Records from a data collection
+--
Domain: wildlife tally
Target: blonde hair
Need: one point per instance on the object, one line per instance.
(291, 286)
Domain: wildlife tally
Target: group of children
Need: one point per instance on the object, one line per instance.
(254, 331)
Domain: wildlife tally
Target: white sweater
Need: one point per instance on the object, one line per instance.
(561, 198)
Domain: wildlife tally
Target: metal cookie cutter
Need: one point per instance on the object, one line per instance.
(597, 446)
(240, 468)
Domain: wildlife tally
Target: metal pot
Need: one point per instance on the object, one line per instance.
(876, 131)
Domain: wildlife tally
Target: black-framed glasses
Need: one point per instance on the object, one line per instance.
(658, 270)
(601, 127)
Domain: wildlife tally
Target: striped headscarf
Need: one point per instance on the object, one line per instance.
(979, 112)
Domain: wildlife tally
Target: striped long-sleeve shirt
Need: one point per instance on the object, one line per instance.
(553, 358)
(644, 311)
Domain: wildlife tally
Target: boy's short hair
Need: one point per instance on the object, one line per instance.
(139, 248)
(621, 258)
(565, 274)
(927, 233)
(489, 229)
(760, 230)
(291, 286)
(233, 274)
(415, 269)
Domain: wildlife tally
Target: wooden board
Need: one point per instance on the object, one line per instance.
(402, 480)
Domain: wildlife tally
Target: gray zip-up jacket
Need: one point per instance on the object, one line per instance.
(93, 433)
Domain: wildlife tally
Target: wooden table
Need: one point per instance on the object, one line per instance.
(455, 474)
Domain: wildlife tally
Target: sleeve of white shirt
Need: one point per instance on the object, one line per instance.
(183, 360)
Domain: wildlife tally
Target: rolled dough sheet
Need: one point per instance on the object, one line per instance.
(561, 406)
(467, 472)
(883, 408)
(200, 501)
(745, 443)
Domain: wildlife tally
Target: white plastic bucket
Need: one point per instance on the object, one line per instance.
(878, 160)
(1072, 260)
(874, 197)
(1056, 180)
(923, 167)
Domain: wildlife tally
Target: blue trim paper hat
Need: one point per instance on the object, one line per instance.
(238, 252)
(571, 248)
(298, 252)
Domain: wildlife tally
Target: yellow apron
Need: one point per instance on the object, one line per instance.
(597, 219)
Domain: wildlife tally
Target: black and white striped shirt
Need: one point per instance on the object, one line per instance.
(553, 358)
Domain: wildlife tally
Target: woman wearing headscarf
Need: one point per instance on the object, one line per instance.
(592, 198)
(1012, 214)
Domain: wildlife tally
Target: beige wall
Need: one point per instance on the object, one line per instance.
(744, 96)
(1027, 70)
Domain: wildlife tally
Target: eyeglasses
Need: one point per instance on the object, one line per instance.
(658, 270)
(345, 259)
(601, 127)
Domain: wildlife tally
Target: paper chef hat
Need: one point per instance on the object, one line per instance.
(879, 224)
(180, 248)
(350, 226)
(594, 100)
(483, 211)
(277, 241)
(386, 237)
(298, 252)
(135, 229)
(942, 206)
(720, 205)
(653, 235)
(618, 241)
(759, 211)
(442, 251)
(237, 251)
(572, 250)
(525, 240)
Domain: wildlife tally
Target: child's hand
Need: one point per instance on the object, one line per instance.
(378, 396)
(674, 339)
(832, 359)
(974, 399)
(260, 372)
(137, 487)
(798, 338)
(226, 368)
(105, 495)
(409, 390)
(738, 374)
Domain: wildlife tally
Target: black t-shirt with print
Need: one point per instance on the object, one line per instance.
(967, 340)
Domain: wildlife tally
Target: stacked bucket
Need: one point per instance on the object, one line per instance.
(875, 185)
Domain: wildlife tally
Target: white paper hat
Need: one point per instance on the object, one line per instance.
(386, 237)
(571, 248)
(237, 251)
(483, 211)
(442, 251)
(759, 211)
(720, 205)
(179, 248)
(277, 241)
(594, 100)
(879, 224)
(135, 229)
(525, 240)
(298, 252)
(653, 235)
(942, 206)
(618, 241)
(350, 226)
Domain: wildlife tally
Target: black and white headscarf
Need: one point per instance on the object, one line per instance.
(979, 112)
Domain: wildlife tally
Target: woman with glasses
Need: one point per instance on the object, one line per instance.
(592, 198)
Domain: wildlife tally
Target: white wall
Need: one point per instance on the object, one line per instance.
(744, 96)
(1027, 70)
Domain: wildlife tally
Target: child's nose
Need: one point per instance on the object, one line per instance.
+--
How to complete this task = Repeat all the records. Match each line exactly.

Exercise solution =
Domain: wildlife tally
Target: blonde hair
Need: one point per instance on the object, one line per instance.
(291, 286)
Domain: wildlife tally
Target: group of children
Need: one point per instance on the object, one line per instance.
(254, 331)
Domain: wildlife tally
Target: white sweater
Need: one point per instance on the object, one line per instance.
(561, 198)
Domain: wildlife tally
Target: metal cookie cutter
Need: one point per instance on the object, one line per instance.
(597, 446)
(240, 468)
Domain: wildlife tally
Target: metal pot
Need: one point per instance on the object, one line per instance.
(876, 131)
Domain: wildlife tally
Target: black-framed glasses
Need: one point per instance on the object, one line per instance.
(658, 270)
(601, 127)
Domain: wildlife tally
Target: striped headscarf
Need: one point per instance on the object, one line per instance.
(979, 112)
Domain: wildlife tally
Target: striped long-sleeve shirt
Need: one point per instance on the object, one line per instance.
(553, 358)
(644, 311)
Domain: wildlife tally
Target: boy's short hair
Need: one point per instance on the object, one line per instance.
(139, 248)
(621, 258)
(565, 274)
(927, 233)
(489, 229)
(760, 230)
(291, 286)
(233, 274)
(415, 269)
Domain: wildlife tally
Target: wooden board
Need: one point per instance on the object, one line per instance.
(402, 480)
Domain: wildlife tally
Target: gray zip-up jacket
Need: one point per instance on the object, one line per instance.
(93, 433)
Domain: wildlife tally
Target: wooden table
Need: one point per instance on the object, one line per instance.
(455, 474)
Domain: wildlife tally
Target: sleeve of white shirt
Need: one point per instance on the object, one line per instance.
(183, 360)
Domain: wildlife tally
Target: rolled dough sheet
Need: one point per instance on the object, one line per instance.
(561, 406)
(467, 472)
(883, 408)
(200, 501)
(745, 443)
Domain: wildlife tally
Target: white plastic bucket
Need: one point per instance on the object, one line per instance.
(878, 160)
(1072, 260)
(874, 197)
(1056, 180)
(923, 167)
Domain: wildlife tally
Target: blue trim paper hat
Need: one point per instance on the object, one line per instance.
(238, 252)
(571, 248)
(298, 252)
Domain: wildlife tally
Target: yellow apron
Need: one point per instance on the object, one line per instance.
(597, 219)
Domain: wildlife tally
Target: black and white striped shirt
Need: one point per instance on the object, one line per instance.
(553, 358)
Domain: wildlife tally
Target: woman wearing headscarf
Need: one point per instance on the object, one line per instance.
(592, 198)
(1012, 214)
Domain: wildlife tally
Target: beige wall
Need: one point per instance on the object, one line per instance.
(744, 96)
(1027, 70)
Domain: wildlife tally
Target: eyeglasses
Need: one point per instance on the object, one line per instance.
(658, 270)
(345, 259)
(601, 127)
Domain: wildlife tally
Target: paper chef hat
Need: one point per instance on the object, one line per instance.
(879, 224)
(180, 248)
(350, 226)
(594, 100)
(483, 211)
(277, 241)
(386, 237)
(298, 252)
(135, 229)
(942, 206)
(720, 205)
(653, 235)
(618, 241)
(759, 211)
(442, 251)
(237, 251)
(572, 250)
(525, 240)
Domain: wildlife tally
Target: child's hand
Need: one point per instance on the object, one line per instance.
(378, 396)
(674, 339)
(832, 359)
(974, 399)
(260, 372)
(137, 487)
(798, 338)
(226, 368)
(105, 495)
(409, 390)
(738, 374)
Domain: wildlife tally
Target: black t-shirt with print
Need: one point per instance on the object, one line per instance.
(967, 340)
Domain: wildlife tally
Target: stacked bucket
Need: one point per instance on the object, one line per instance.
(875, 185)
Domain: wildlife tally
Target: white paper hat
Need: one point per instance on the object, one line per instance.
(386, 237)
(571, 248)
(237, 251)
(483, 211)
(442, 251)
(759, 211)
(720, 205)
(179, 248)
(277, 241)
(594, 100)
(879, 224)
(135, 229)
(525, 240)
(298, 252)
(653, 235)
(942, 206)
(618, 241)
(350, 226)
Domain: wildlife tally
Target: black and white headscarf
Need: one point per instance on the object, one line per instance.
(979, 112)
Domain: wildlife tally
Target: woman with glasses
Need: one point per instance on the object, one line per instance.
(592, 198)
Domain: wildlife tally
Target: white wall
Need: one point per instance on the object, one line per instance.
(744, 96)
(1027, 70)
Domain: wildlife tally
Target: child's nose
Need: one point per instance on the object, one line per instance.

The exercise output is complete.